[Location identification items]
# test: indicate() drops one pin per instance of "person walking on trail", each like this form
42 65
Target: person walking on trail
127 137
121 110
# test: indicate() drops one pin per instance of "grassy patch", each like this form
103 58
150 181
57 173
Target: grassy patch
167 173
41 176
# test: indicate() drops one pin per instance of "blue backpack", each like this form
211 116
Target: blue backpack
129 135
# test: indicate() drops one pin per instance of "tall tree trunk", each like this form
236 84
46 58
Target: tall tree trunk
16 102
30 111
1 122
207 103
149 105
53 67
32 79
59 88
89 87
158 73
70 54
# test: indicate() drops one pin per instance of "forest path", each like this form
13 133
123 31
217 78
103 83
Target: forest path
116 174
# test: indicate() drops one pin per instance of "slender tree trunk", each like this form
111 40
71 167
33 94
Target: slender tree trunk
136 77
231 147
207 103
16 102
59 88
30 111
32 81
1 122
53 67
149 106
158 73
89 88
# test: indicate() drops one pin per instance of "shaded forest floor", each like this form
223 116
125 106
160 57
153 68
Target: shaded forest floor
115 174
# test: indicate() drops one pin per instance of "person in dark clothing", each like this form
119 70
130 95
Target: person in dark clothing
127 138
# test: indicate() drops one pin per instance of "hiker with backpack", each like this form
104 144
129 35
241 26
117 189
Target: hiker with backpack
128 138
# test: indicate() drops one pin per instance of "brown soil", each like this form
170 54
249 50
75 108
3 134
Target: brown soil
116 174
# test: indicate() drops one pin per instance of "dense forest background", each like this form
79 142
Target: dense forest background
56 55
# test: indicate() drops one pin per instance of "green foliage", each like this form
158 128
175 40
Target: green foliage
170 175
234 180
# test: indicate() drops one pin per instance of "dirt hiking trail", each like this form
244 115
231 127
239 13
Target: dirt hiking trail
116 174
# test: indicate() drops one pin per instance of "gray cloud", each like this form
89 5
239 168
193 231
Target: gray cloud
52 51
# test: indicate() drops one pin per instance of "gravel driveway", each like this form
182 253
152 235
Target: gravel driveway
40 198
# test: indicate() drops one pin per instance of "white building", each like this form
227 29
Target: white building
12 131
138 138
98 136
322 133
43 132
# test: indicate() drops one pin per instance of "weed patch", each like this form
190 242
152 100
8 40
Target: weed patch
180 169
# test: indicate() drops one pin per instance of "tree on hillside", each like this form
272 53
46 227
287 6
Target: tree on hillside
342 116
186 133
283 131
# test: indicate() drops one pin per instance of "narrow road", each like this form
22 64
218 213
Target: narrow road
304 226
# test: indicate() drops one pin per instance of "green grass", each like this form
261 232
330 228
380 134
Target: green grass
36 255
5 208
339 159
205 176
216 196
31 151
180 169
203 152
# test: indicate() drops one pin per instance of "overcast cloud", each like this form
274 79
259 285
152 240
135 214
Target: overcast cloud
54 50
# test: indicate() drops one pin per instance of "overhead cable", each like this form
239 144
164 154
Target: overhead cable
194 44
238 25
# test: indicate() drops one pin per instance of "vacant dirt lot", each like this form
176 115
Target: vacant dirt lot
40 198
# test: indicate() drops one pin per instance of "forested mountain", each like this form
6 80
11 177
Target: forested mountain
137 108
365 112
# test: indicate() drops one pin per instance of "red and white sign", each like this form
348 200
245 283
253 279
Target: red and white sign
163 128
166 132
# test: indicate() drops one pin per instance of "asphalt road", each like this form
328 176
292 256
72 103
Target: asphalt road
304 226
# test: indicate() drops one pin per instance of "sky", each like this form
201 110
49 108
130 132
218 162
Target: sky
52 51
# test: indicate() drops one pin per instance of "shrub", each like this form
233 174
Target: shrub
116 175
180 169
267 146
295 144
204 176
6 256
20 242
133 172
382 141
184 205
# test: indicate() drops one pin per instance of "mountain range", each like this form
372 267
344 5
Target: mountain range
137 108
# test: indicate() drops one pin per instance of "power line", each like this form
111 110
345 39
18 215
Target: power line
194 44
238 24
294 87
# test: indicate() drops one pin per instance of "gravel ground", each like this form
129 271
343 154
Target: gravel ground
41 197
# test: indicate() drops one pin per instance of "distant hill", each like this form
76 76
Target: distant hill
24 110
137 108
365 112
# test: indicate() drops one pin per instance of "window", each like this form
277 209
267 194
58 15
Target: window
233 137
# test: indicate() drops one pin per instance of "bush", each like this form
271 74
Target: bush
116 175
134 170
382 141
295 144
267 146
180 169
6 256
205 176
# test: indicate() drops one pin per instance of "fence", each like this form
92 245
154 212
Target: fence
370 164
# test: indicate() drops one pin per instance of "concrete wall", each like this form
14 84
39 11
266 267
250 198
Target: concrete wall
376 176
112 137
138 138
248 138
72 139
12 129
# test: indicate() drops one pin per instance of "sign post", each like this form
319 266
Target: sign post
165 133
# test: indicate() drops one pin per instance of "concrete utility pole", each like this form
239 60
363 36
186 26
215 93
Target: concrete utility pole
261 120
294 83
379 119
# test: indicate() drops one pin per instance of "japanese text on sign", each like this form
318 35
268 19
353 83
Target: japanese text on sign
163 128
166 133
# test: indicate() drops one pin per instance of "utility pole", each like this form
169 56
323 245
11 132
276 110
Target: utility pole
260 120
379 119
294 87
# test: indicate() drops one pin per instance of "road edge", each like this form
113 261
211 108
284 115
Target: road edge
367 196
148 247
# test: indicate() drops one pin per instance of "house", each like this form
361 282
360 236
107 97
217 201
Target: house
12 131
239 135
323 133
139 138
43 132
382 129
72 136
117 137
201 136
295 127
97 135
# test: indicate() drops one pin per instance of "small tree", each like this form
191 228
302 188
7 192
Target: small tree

## Work to do
Transcribe the material exactly as it reads.

## The result
# test: indicate() drops one pin per instance of "person walking on trail", each like this form
42 65
Target: person walking on trail
127 137
121 110
# test: indicate() drops one pin per instance of "grassy patch", each like this form
103 58
150 181
57 173
Target: grassy patch
167 173
41 176
# test: indicate() drops one pin per instance of "blue backpack", each like this form
211 116
Target: blue backpack
129 135
# test: indicate() drops one pin per instance of "tall tree trunk", each like this form
236 84
46 58
Target: tall tree trunk
16 102
30 111
1 122
207 103
149 105
53 67
32 79
59 88
89 87
158 73
70 54
# test: indicate() drops one pin per instance of "forest path", each like this form
13 133
123 31
217 78
103 83
Target: forest path
116 174
# test: indicate() drops one pin per instance of "slender tree trunk", each like this form
111 40
71 167
33 94
Target: slender tree trunk
136 77
231 147
207 103
16 102
59 88
30 111
32 81
1 122
53 67
149 106
158 73
89 88
# test: indicate() drops one pin per instance of "shaded forest floor", each like this form
223 116
125 106
160 57
153 68
Target: shaded forest floor
115 174
# test: indicate() drops one pin per instance of "person in dark clothing", each like this form
119 70
130 95
Target: person in dark clothing
127 138
# test: indicate() drops one pin per instance of "hiker with backpack", each like this form
104 144
129 35
241 26
117 189
Target: hiker with backpack
128 138
# test: indicate() drops one pin per instance of "brown soil", each like this form
170 54
249 50
75 108
3 134
Target: brown soil
116 174
# test: indicate() drops one pin per instance of "dense forest background", each like this form
79 142
Target: dense forest background
56 55
# test: indicate() drops one pin per instance of "green foliage", each like this form
158 128
175 40
Target: green foliage
170 175
234 180
# test: indicate() drops one pin per instance of "dirt hiking trail", each like this form
244 115
231 127
239 13
Target: dirt hiking trail
116 174
# test: indicate() drops one pin per instance of "gray cloud", each like this form
89 5
239 168
193 231
Target: gray cloud
52 51
# test: indicate() drops one pin per instance of "gravel driveway", each like this form
182 253
152 235
Target: gravel driveway
40 198
# test: indicate() drops one pin per instance of "white building", each like this form
227 29
Target: white building
12 131
138 138
98 136
322 133
43 132
# test: indicate() drops one pin per instance of "weed patch", each like this form
190 242
152 100
8 40
Target: weed patch
180 169
# test: indicate() drops one pin per instance of "tree on hillside", each like this form
272 53
46 227
287 6
Target: tree on hillside
342 116
186 133
283 131
# test: indicate() drops one pin per instance of "narrow road", each like this form
22 64
218 213
Target: narrow road
304 226
# test: indicate() drops one pin per instance of "green grass", each like this form
261 232
330 228
380 134
Target: green grass
36 255
5 208
339 159
205 176
216 196
31 151
180 169
203 152
# test: indicate() drops one pin per instance of "overcast cloud", each like this form
274 79
259 285
152 240
135 214
Target: overcast cloud
54 50
# test: indicate() drops one pin per instance of "overhead cable", each like this form
239 144
164 154
Target: overhead cable
194 44
238 25
# test: indicate() drops one pin per instance of "vacant dirt lot", each like this form
176 115
Target: vacant dirt lot
40 198
# test: indicate() drops one pin per instance of "forested mountain", each like this form
6 80
11 177
Target: forested mountain
137 108
365 112
# test: indicate() drops one pin per instance of "red and white sign", each like this form
348 200
245 283
253 279
Target: red and white sign
163 128
166 132
# test: indicate() drops one pin per instance of "asphalt road", each like this form
328 176
292 256
72 103
Target: asphalt road
304 226
# test: indicate() drops one pin per instance of "sky", each like this form
201 110
49 108
130 132
218 162
Target: sky
52 51
# test: indicate() drops one pin per instance of "shrub", each like this form
233 174
Target: shrub
116 175
180 169
267 146
295 144
204 176
6 256
20 242
133 172
382 141
184 205
# test: indicate() drops one pin per instance of "mountain range", each like this form
372 267
344 5
Target: mountain range
137 108
# test: indicate() drops one pin per instance of "power line", each like this form
111 110
345 39
18 215
Target: power line
194 44
238 24
294 87
# test: indicate() drops one pin per instance of "gravel ground", each like this form
129 271
343 154
Target: gravel ground
41 197
# test: indicate() drops one pin per instance of "distant hill", each like this form
76 76
Target: distant hill
24 110
137 108
365 112
# test: indicate() drops one pin per instance of "window", each like this form
277 209
267 194
58 15
Target: window
233 137
# test: indicate() drops one pin per instance of "bush", each like this form
271 74
Target: bush
116 175
134 170
382 141
295 144
267 146
180 169
6 256
205 176
# test: indicate() drops one pin per instance of "fence", each like this form
92 245
154 212
Target: fence
370 164
# test: indicate() drops one pin per instance of "concrete wall", each like this form
14 84
39 11
266 267
250 198
Target: concrete wall
376 176
112 137
138 138
248 138
72 139
12 129
# test: indicate() drops one pin per instance of "sign post", each like this form
319 266
Target: sign post
165 133
# test: indicate() drops one pin per instance of "concrete utility pole", each like this form
239 60
363 36
186 26
215 93
Target: concrete utility pole
261 120
294 83
379 119
# test: indicate() drops one pin per instance of "japanese text on sign", each like this form
318 35
268 19
353 83
Target: japanese text on sign
163 128
166 133
# test: indicate() drops one pin per instance of "utility pole", each like this form
169 56
323 245
11 132
276 110
Target: utility pole
260 120
379 119
294 87
# test: indicate() drops one pin per instance of "road edge", each like this form
113 261
211 108
284 115
Target: road edge
367 196
148 247
# test: indicate() drops one pin per instance of "house", each like this form
361 282
360 236
107 97
217 201
Target: house
12 131
239 135
323 133
139 138
43 132
382 129
72 136
117 137
201 136
295 127
97 135
# test: indicate() drops one pin per instance of "small tree", each like this form
191 228
302 188
7 192
Target: small tree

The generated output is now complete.